• **Text passage**
○ ○ ○ ○ ○
COVIDSafe, the government’s contact tracing app, is among us, blessed with the hope that it will spread virally at a speed that COVID-19 has so far failed to achieve. Its arrival raises two questions: will it work (if widely enough adopted); and are our fears of its side effects misplaced?

The first question is one for experts. On the second, I have some troubling news.

COVIDSafe was made law on Anzac Day, not by an act of parliament (remember those?) but by this exotic beast: the Biosecurity (Human Biosecurity Emergency)(Human Coronavirus with Pandemic Potential)(Emergency Requirements — Public Health Contact Information) Determination 2020. It was signed by Health Minister Greg Hunt.

The determination was purportedly made using the extraordinary powers given to the minister by the Biosecurity Act during a human biosecurity emergency. Under section 477 of the act, the minister can “determine any requirement that he or she is satisfied is necessary” to prevent or control the spread of a pandemic disease.

It is an extreme power; the act gives examples to illustrate but not limit what the minister can do. He can order evacuations, restrict movement or impose forced quarantines on people and things.  

It is commonplace for an act of parliament to delegate rule-making power to the executive arm of government. However, powers of this extravagance are rare. The obvious intention is to recognise that a pandemic is existential, and may require extreme responses. 

Democratic processes may be just too slow.  This is underlined by the fact that determinations made under the Biosecurity Act cannot be overturned by parliament, as ministerial determinations usually are.
○ ○ ○ ○ ○
• **Extracted records**
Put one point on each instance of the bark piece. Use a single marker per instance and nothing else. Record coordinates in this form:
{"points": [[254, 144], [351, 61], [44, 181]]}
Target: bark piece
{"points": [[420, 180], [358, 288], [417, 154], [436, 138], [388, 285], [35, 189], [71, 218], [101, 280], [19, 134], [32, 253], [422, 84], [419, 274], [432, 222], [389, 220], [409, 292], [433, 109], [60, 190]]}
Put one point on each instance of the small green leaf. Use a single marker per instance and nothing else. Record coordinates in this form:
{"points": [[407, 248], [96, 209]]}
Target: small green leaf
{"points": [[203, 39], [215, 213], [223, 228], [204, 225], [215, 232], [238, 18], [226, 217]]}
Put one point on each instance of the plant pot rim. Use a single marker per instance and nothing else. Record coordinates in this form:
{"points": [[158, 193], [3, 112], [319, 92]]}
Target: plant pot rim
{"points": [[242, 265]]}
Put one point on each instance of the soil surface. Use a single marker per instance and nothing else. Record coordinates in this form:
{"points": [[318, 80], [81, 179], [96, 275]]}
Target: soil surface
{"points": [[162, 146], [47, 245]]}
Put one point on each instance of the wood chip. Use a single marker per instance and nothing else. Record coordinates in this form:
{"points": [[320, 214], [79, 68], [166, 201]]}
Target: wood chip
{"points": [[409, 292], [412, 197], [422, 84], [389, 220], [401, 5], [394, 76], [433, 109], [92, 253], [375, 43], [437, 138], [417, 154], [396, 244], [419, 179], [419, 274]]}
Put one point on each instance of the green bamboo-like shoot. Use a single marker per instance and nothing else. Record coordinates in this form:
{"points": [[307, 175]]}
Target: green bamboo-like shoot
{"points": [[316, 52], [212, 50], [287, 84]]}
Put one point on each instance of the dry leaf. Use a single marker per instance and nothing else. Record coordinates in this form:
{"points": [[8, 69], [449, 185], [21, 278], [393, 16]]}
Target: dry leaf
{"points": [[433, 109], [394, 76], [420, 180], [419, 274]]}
○ ○ ○ ○ ○
• **Work to be completed**
Write out the COVIDSafe text again between "The first question" and "Minister Greg Hunt.", inclusive, and swap "troubling news" for "good news".

• **Exercise solution**
The first question is one for experts. On the second, I have some good news.

COVIDSafe was made law on Anzac Day, not by an act of parliament (remember those?) but by this exotic beast: the Biosecurity (Human Biosecurity Emergency)(Human Coronavirus with Pandemic Potential)(Emergency Requirements — Public Health Contact Information) Determination 2020. It was signed by Health Minister Greg Hunt.